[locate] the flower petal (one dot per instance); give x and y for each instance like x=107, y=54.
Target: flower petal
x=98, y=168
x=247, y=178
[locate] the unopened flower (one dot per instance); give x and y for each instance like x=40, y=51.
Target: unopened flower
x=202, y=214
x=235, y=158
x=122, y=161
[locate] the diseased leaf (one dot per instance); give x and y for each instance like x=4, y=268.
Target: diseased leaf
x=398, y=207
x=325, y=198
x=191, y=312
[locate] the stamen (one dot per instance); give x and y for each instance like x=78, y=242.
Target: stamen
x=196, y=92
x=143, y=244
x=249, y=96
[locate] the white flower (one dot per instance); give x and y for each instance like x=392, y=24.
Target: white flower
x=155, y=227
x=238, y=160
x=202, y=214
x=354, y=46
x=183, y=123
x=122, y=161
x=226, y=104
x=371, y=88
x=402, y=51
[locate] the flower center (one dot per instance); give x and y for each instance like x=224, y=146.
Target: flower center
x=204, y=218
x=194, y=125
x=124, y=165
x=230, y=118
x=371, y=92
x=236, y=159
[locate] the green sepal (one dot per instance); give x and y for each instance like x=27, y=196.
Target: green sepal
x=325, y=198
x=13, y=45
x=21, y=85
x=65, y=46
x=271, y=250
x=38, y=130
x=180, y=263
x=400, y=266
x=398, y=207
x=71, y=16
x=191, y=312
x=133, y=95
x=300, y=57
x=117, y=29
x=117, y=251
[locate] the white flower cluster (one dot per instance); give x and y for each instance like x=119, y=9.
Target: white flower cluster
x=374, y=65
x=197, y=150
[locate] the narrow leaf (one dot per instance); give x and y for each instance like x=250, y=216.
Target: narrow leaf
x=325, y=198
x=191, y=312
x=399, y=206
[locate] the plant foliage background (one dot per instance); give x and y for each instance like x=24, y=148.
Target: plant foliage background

**What you will do**
Please work out how many lines above carry "foliage", writing only the result.

**Output of the task**
2